* Dataset entries:
===============
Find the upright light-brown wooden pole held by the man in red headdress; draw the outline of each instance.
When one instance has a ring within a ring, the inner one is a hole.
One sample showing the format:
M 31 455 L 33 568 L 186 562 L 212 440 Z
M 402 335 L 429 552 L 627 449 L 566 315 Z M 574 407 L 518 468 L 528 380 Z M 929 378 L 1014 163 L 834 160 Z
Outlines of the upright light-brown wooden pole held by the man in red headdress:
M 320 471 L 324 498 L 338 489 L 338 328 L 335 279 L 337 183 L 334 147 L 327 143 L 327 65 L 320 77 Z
===============
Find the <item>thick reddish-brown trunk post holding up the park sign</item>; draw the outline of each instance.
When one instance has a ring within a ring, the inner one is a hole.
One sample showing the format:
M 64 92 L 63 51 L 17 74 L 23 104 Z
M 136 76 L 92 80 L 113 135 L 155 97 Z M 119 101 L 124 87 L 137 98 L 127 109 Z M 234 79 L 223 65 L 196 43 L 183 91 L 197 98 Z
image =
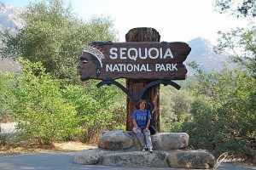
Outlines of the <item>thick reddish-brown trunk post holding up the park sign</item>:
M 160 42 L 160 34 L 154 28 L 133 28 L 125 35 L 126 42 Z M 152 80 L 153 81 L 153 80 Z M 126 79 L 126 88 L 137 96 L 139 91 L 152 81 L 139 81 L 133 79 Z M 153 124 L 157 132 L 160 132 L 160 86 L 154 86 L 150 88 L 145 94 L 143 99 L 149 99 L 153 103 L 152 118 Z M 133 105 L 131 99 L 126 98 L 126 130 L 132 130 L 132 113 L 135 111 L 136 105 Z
===============
* ACTIVITY: Which lines above contain the word "instance"? Copy each of them.

* REPLY:
Find the upright light-brown wooden pole held by the man in red headdress; draw the outline of each instance.
When one instance has a ring within a ring, the inner one is a hole.
Find the <item>thick reddish-brown trunk post holding up the park sign</item>; draw the outline of each instance.
When one instance has a ring within a ring, the inner one is a hole.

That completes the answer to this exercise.